■ **Requirement**: Write the material out again in full, word for word. Do not include the pictures.

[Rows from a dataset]
════

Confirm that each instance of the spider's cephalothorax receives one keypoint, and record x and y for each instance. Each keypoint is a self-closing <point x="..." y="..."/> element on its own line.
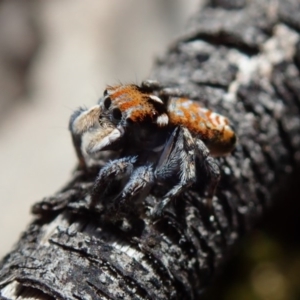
<point x="160" y="138"/>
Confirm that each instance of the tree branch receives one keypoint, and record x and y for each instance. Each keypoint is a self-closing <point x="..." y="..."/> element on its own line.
<point x="239" y="58"/>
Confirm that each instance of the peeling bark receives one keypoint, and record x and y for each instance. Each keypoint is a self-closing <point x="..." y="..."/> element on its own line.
<point x="239" y="58"/>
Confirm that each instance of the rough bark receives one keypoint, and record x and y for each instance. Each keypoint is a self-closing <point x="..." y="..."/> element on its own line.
<point x="239" y="58"/>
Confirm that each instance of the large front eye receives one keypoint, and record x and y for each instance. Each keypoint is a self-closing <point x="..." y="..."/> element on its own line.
<point x="117" y="114"/>
<point x="107" y="102"/>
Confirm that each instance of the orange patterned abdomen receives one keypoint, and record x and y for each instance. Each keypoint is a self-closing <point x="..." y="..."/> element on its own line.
<point x="211" y="127"/>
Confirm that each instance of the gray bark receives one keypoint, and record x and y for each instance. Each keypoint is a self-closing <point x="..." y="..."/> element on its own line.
<point x="239" y="58"/>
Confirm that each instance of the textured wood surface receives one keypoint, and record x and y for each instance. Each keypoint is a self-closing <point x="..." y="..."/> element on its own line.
<point x="239" y="58"/>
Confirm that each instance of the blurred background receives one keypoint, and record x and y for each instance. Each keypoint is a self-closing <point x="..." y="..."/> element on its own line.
<point x="57" y="55"/>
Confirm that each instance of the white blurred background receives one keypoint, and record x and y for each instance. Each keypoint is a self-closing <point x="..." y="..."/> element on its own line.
<point x="55" y="56"/>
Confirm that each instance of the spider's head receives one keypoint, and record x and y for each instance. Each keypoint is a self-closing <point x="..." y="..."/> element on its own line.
<point x="127" y="105"/>
<point x="135" y="113"/>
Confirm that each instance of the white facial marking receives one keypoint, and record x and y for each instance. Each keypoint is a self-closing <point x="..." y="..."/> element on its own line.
<point x="156" y="99"/>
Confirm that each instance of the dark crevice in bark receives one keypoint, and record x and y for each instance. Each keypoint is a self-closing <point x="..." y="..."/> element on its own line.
<point x="226" y="40"/>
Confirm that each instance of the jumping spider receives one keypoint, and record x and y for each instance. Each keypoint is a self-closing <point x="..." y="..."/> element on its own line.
<point x="161" y="137"/>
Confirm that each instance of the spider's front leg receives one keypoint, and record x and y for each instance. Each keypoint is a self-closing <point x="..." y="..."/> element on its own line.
<point x="178" y="156"/>
<point x="184" y="152"/>
<point x="211" y="167"/>
<point x="112" y="171"/>
<point x="139" y="184"/>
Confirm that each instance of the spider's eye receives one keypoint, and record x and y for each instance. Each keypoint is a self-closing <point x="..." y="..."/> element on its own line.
<point x="107" y="102"/>
<point x="117" y="114"/>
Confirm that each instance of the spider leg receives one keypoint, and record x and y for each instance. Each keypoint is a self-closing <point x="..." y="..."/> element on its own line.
<point x="113" y="170"/>
<point x="181" y="157"/>
<point x="76" y="136"/>
<point x="140" y="183"/>
<point x="211" y="166"/>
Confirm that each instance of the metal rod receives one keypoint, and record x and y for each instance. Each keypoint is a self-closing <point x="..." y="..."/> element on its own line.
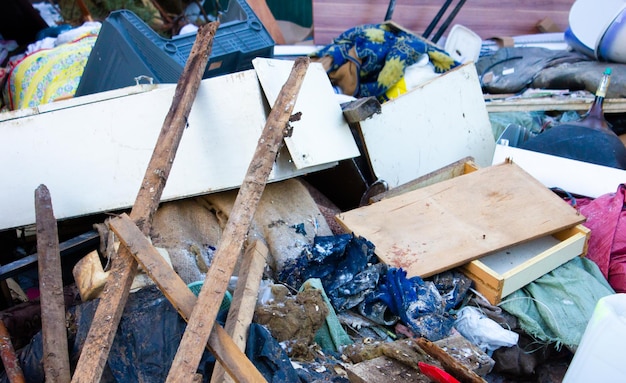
<point x="446" y="24"/>
<point x="431" y="26"/>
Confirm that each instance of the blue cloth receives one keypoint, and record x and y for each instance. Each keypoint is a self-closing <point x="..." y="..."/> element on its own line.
<point x="418" y="303"/>
<point x="383" y="53"/>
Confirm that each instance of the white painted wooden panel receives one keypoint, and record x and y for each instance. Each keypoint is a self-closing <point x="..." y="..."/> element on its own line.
<point x="576" y="177"/>
<point x="430" y="127"/>
<point x="321" y="113"/>
<point x="93" y="156"/>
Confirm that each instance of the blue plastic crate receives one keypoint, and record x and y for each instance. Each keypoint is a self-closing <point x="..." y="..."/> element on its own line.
<point x="127" y="48"/>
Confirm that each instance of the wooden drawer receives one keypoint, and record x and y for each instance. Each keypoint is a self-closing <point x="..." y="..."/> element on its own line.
<point x="499" y="274"/>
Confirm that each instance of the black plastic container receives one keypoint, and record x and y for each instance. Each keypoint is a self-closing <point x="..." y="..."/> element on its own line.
<point x="127" y="48"/>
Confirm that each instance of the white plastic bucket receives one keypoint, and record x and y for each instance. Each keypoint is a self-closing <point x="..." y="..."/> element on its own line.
<point x="600" y="357"/>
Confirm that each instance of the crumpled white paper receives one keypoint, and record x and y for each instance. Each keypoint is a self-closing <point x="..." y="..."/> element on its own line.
<point x="482" y="331"/>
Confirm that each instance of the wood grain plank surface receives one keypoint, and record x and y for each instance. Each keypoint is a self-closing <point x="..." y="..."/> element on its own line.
<point x="436" y="228"/>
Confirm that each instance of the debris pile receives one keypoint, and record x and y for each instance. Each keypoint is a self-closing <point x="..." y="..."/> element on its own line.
<point x="364" y="212"/>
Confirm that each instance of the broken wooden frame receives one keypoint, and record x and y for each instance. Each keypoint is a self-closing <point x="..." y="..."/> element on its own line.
<point x="108" y="314"/>
<point x="56" y="359"/>
<point x="203" y="317"/>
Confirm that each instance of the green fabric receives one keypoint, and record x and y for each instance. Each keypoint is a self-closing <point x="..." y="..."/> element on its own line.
<point x="556" y="307"/>
<point x="332" y="336"/>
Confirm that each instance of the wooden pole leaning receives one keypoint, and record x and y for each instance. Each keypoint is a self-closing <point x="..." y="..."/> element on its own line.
<point x="56" y="358"/>
<point x="95" y="351"/>
<point x="229" y="249"/>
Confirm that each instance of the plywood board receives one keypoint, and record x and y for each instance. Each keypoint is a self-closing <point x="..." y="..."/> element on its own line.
<point x="92" y="155"/>
<point x="436" y="228"/>
<point x="319" y="107"/>
<point x="430" y="127"/>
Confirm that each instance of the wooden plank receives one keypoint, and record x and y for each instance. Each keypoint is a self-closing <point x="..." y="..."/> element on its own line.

════

■ **Answer for this exercise**:
Confirm that each instance of the spider's cephalothorax receives one keypoint, and record x and y for each instance. Each keypoint is a self-closing <point x="..." y="..."/> element on its own line.
<point x="160" y="138"/>
Confirm that each instance of the tree branch receives one keypoint, and record x and y for each instance. Each keypoint is a self-closing <point x="..." y="..."/> element on its own line.
<point x="239" y="58"/>
Confirm that each instance of the peeling bark receives one keypoint, and record x and y for each instance. Each keypoint is a self-closing <point x="..." y="..."/> element on its own line.
<point x="239" y="58"/>
Confirm that each instance of the rough bark receives one keypoint, and record x and y for each instance. Each keypoint is a self-closing <point x="..." y="..."/> element on its own line.
<point x="239" y="58"/>
Confirm that each instance of the large front eye receives one keypoint, and record x and y for each instance. Each keypoint is a self-closing <point x="..." y="..."/> element on its own line.
<point x="117" y="114"/>
<point x="107" y="102"/>
Confirm that each instance of the orange patterned abdomen receives one keypoint, and record x and y for each instance. Each keypoint is a self-closing <point x="..." y="..."/> element on its own line.
<point x="211" y="127"/>
Confirm that each instance of the gray bark receives one keypoint, and record x and y for each instance. Each keypoint is a self-closing <point x="..." y="..."/> element on its own line.
<point x="239" y="58"/>
Confirm that each instance of the textured wood surface receives one keypoint, and record x and y for each instance. Each keypoint is a self-closing <point x="..." y="..."/> element on its own line.
<point x="239" y="58"/>
Confirm that each instance of the blurred background receives one keypoint, and record x and y for each instance. Each keypoint is a self-closing <point x="..." y="..."/> element on its own line.
<point x="57" y="55"/>
Confirm that each instance of the white blurred background receives one keypoint, and record x and y for each instance. Each keypoint is a self-closing <point x="..." y="..."/> element on its own line.
<point x="55" y="56"/>
Confirm that each instance of the spider's head receives one keypoint, and record x and y for each instance. Each keypoint is a self-closing <point x="..." y="..."/> element on its own line.
<point x="127" y="105"/>
<point x="135" y="113"/>
Confirm that each instance of the white facial marking receives one keypoint, and record x and y for each instance. Each keypoint is a self-closing <point x="..." y="..."/> element on its own line.
<point x="156" y="99"/>
Confirm that each instance of the dark crevice in bark receives one keypoint, and record x and y for each instance. Each keypoint is a self-closing <point x="..." y="..."/> element on its own line.
<point x="226" y="40"/>
Confirm that each instance of the jumping spider receives one keypoint, and record x and y for each instance. Each keypoint is a self-closing <point x="..." y="..."/> element on its own line.
<point x="161" y="137"/>
Confirm that each instance of the spider's front leg receives one keypoint, and record x and y for each instance. Each keypoint is a self-closing <point x="..." y="..."/> element on its own line.
<point x="178" y="156"/>
<point x="184" y="152"/>
<point x="211" y="167"/>
<point x="112" y="171"/>
<point x="139" y="184"/>
Confirm that each instance of the spider's eye receives one keypoint, and record x and y for each instance. Each keypoint is a self-closing <point x="..." y="..."/> element on its own line.
<point x="107" y="102"/>
<point x="117" y="114"/>
Confirm that each instance of the spider leg receives one keypoint, and record x and y for each instance. Each keypoint is a self-closing <point x="..." y="..."/> element on its own line.
<point x="113" y="170"/>
<point x="181" y="157"/>
<point x="76" y="136"/>
<point x="140" y="183"/>
<point x="211" y="166"/>
Confirm that each instance of the metal rod receives one keypoint, and record x and y for each instance. Each keypoint is a self-closing <point x="..." y="..."/> element on its own line.
<point x="446" y="24"/>
<point x="431" y="26"/>
Confirm that each instance of the blue cloth receives one keypoint, and record x and y for each instance. Each keypoint is a self-closing <point x="..." y="..."/> element on its own line.
<point x="418" y="303"/>
<point x="383" y="53"/>
Confirm that each instance of the white painted wooden panel receives one keypoint, and record x and y for each instance. Each keypoint is a self-closing <point x="..." y="..."/> element on its own line.
<point x="576" y="177"/>
<point x="430" y="127"/>
<point x="321" y="113"/>
<point x="93" y="156"/>
Confirm that each instance of the blue plastic crate receives one keypoint, and record x and y for each instance. Each keypoint is a self-closing <point x="..." y="..."/> element on its own line.
<point x="127" y="48"/>
Confirm that each instance of the wooden drawer receives one keypoint, and record x and y for each instance. Each keypoint is a self-closing <point x="..." y="..."/> element on its own line.
<point x="499" y="274"/>
Confirm that each instance of the black plastic container receives one keypoint, and record x and y for each instance. Each keypoint is a self-closing <point x="..." y="..."/> element on its own line.
<point x="127" y="48"/>
Confirm that each instance of the white plastic bucket receives one keypoint, and record x and y for each instance. Each keypoint is a self-closing <point x="..." y="..."/> element on its own line.
<point x="600" y="357"/>
Confirm that each instance of the crumpled white paper receives one keypoint, and record x and y for each instance. Each keypoint is a self-closing <point x="..." y="..."/> element on its own line.
<point x="482" y="331"/>
Confirm that each instance of the wood grain plank surface receives one keypoint, and record x and y for each instance. Each keypoint is a self-closing <point x="..." y="..."/> element on its own line.
<point x="436" y="228"/>
Confirm that each instance of the debris pile receives one keypoint, and record x and y for each instance. Each keypoint is a self-closing <point x="..." y="..."/> element on its own line.
<point x="364" y="212"/>
Confirm that each instance of the broken wooden frame receives one keypoint, and record x and y for each instance. Each keypoint is a self-closing <point x="..." y="..."/> element on its own line.
<point x="108" y="314"/>
<point x="56" y="359"/>
<point x="203" y="317"/>
Confirm that each instance of the green fabric receives one keypoint, and record x and y for each instance. Each keypoint is a self-closing <point x="..." y="..."/> element on its own line.
<point x="556" y="307"/>
<point x="332" y="336"/>
Confirm that each instance of the wooden pole leaning receives one keypoint, and record x and y for each instance. Each keypoint is a self-closing <point x="..." y="..."/> element on its own line.
<point x="56" y="358"/>
<point x="95" y="351"/>
<point x="229" y="249"/>
Confirm that each instance of the plywood board receives one keypoint, and record x and y for each instance. Each keypoint is a self-closing <point x="..." y="..."/> element on its own line.
<point x="92" y="155"/>
<point x="436" y="228"/>
<point x="319" y="107"/>
<point x="430" y="127"/>
Confirm that each instance of the wooden plank receives one keypoint, and record x and y for each instance. Each keypoint is a self-closing <point x="..." y="..."/> element on its own line.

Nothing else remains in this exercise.